> [Provided records]:
------------------------

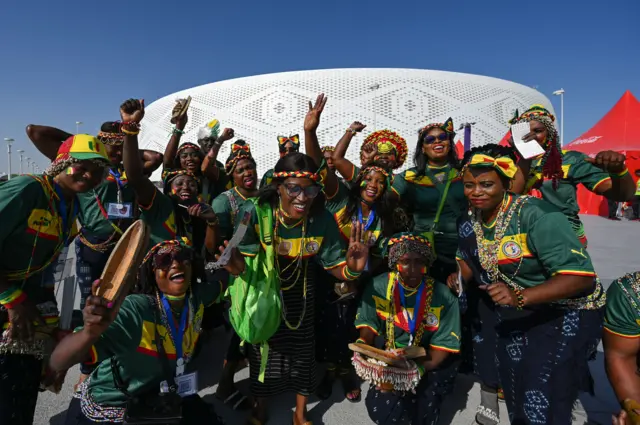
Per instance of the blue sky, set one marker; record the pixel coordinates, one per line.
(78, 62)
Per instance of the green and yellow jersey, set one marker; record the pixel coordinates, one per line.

------------------------

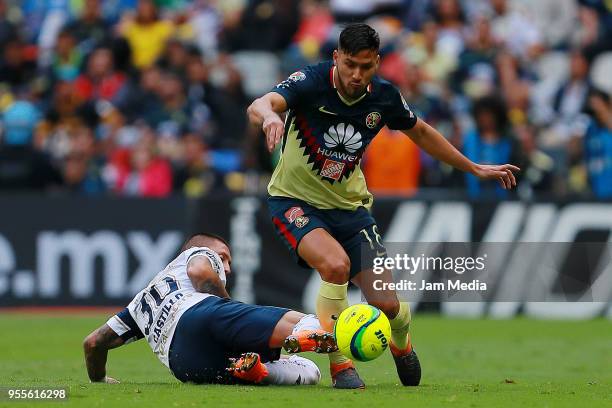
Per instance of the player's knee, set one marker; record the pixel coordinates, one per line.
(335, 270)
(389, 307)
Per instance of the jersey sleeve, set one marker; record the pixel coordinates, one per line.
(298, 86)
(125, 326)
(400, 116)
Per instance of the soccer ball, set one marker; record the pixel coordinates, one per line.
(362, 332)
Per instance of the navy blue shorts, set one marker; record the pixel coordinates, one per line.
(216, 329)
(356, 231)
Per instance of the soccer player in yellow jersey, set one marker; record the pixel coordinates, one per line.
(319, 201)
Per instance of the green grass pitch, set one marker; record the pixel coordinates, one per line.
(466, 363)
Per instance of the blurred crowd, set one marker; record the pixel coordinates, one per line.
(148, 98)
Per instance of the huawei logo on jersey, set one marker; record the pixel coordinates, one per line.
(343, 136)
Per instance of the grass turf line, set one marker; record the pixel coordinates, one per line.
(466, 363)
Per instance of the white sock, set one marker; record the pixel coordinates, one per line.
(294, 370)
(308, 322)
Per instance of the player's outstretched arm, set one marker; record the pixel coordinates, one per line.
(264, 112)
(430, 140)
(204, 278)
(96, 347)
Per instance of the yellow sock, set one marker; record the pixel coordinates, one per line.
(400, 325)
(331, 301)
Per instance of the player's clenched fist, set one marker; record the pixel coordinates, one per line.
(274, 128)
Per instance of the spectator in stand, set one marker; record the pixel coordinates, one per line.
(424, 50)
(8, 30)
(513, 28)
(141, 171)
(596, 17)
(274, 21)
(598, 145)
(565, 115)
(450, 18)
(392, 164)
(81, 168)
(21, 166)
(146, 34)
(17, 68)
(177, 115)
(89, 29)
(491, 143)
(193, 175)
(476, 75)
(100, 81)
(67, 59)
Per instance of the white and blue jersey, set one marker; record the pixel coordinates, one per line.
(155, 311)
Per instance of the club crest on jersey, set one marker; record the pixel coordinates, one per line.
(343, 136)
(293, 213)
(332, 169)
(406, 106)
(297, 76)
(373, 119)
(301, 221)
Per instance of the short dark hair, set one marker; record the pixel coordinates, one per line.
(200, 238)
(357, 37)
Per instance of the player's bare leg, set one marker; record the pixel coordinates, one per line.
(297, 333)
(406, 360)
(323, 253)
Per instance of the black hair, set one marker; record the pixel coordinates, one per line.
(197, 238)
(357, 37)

------------------------

> [Exercise details]: Return every line of the items above that contains the string "blue".

> [Reply to the task]:
Per instance of the blue sky, set one marker; record the pixel coordinates, one per line.
Per instance of the navy blue shorts, set one marker; record the pixel coordinates, one per line.
Per instance of the white and blue jersey, set one marker; record the pixel coordinates, one per line.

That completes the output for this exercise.